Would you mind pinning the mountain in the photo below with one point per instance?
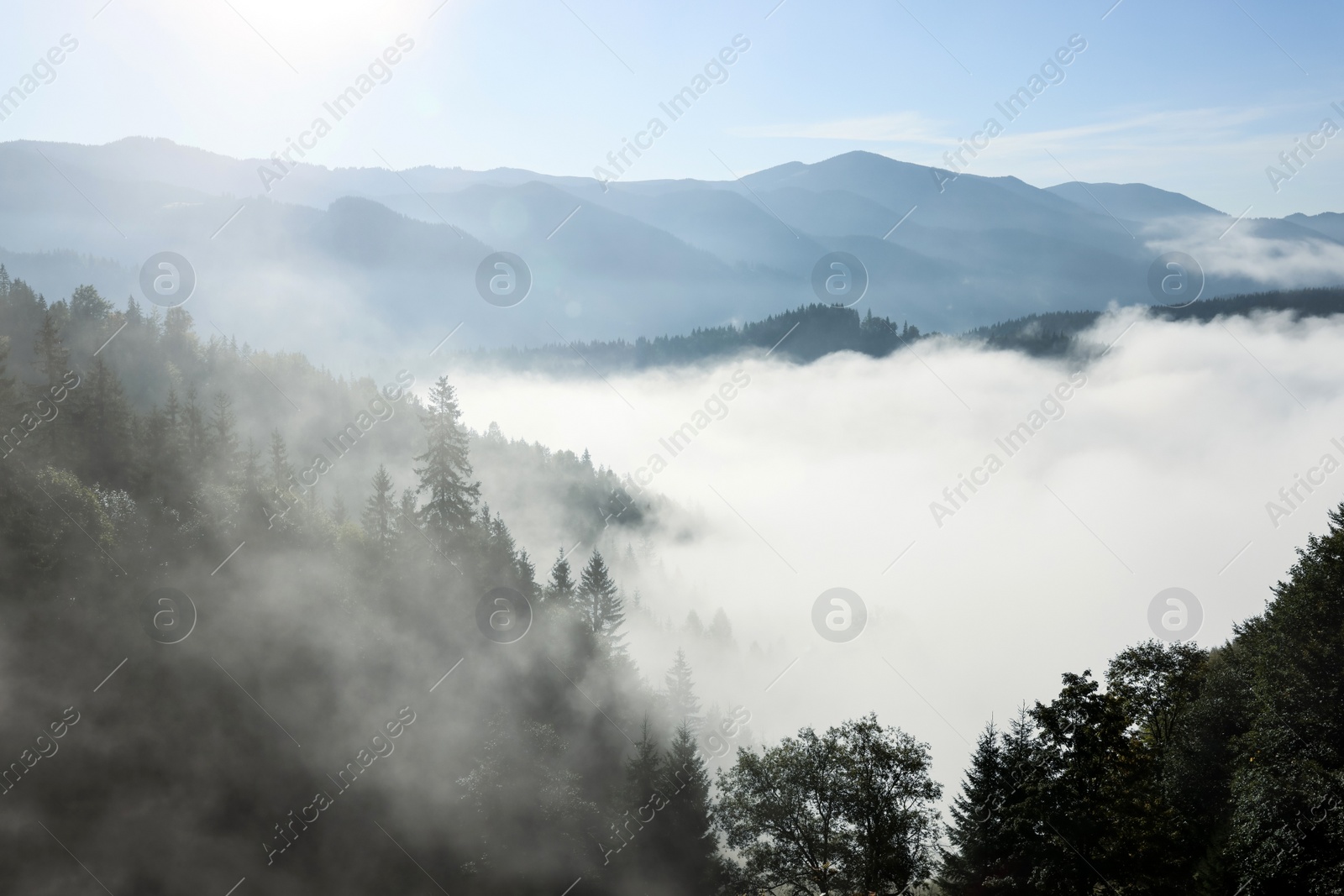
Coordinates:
(396, 251)
(1132, 202)
(1330, 223)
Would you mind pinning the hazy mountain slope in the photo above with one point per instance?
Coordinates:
(1131, 202)
(323, 248)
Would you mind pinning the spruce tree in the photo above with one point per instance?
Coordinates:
(600, 604)
(381, 511)
(105, 425)
(447, 469)
(223, 438)
(683, 705)
(974, 862)
(559, 591)
(53, 360)
(691, 849)
(640, 799)
(281, 470)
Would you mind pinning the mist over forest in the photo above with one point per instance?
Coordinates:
(717, 449)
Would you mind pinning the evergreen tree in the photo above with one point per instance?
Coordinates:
(53, 360)
(281, 470)
(559, 590)
(976, 857)
(447, 469)
(195, 443)
(691, 851)
(105, 422)
(683, 705)
(719, 631)
(600, 604)
(223, 438)
(381, 512)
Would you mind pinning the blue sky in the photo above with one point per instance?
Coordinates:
(1194, 97)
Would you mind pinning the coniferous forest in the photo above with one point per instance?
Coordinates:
(225, 660)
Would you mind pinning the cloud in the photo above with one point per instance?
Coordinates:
(1156, 476)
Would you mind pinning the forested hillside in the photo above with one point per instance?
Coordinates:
(811, 332)
(210, 638)
(300, 631)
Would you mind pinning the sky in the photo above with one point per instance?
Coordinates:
(1200, 98)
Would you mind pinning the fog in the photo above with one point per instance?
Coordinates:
(1156, 474)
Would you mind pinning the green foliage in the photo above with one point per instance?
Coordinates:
(850, 810)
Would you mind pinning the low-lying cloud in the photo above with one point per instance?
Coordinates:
(823, 476)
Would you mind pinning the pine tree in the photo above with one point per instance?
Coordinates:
(53, 360)
(642, 795)
(974, 866)
(691, 849)
(683, 705)
(447, 469)
(381, 511)
(104, 423)
(195, 446)
(223, 437)
(600, 602)
(8, 396)
(281, 470)
(559, 590)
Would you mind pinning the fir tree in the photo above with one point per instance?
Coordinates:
(600, 602)
(721, 631)
(447, 469)
(105, 422)
(683, 705)
(381, 511)
(53, 360)
(559, 590)
(691, 849)
(223, 437)
(974, 866)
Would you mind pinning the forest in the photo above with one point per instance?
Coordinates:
(811, 332)
(232, 633)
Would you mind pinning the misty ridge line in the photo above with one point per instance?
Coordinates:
(828, 329)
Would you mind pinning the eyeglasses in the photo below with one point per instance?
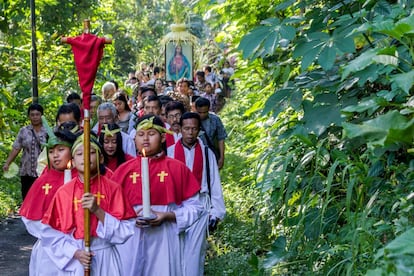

──────

> [TASK STATEMENT]
Can you write out all of the data above verbatim, leaving the pictures out?

> [EXPECTED ANSWER]
Would you mind pinning the mountain in the photo below with one point per instance?
Coordinates:
(396, 251)
(1132, 202)
(1330, 223)
Would you mind pinning the hazy mountain slope in the photo above with one point per instance?
Coordinates:
(1131, 202)
(323, 248)
Would you mind pinning the spruce tree in the photo above with one point per instance?
Coordinates:
(600, 604)
(381, 511)
(105, 425)
(447, 469)
(223, 438)
(683, 705)
(974, 862)
(559, 591)
(53, 360)
(691, 849)
(640, 799)
(281, 470)
Would you mind pinning the mist over forest in the photo above with one point per instance?
Coordinates:
(717, 449)
Would you mind pinning the evergreen tree in the photo above with one point per instance?
Coordinates:
(53, 360)
(281, 470)
(559, 590)
(976, 857)
(447, 469)
(195, 443)
(691, 851)
(105, 422)
(683, 705)
(719, 631)
(600, 604)
(223, 438)
(381, 512)
Would you mind pinning the blue sky in the photo above with one point per instance?
Coordinates:
(1194, 97)
Would you mind pinning the coniferous forest in the photo above with one point per instance?
Coordinates:
(225, 660)
Would you mind pinning the cloud in the photo above with one point per instance?
Coordinates:
(1156, 476)
Would you mind pinning the forested hillside in the photo above with one point per instance?
Coordinates:
(811, 332)
(210, 638)
(300, 631)
Would you mind pinning the sky in the photo above with one point per instance?
Coordinates:
(1200, 98)
Would you mind pinning the fog in the photo above with one point per instance?
Coordinates:
(1156, 474)
Would you mind pinning the green foliage in the photo above with one point per instance?
Coordinates:
(850, 810)
Would you mind pinning the low-lying cloud in the photo above with one point per instance?
Coordinates:
(823, 476)
Would you mind pinning the pine tree in the photo above with one point per instance?
Coordinates:
(53, 360)
(642, 795)
(974, 866)
(691, 849)
(683, 705)
(447, 469)
(381, 511)
(104, 423)
(195, 446)
(223, 437)
(600, 602)
(8, 396)
(281, 470)
(559, 590)
Would you mind pinning the fir tree in the photo above with one point per instance?
Coordinates:
(600, 602)
(721, 631)
(447, 469)
(105, 422)
(683, 705)
(381, 511)
(53, 360)
(559, 590)
(691, 849)
(223, 437)
(974, 866)
Would you mind pinning the forest in the photo above with one point per instance?
Coordinates:
(811, 332)
(232, 633)
Would you mind pinning the misty ridge line in the photo above with one point per instance?
Coordinates:
(828, 329)
Would you mind pinning the eyeglasses in the photo below with one point per instance?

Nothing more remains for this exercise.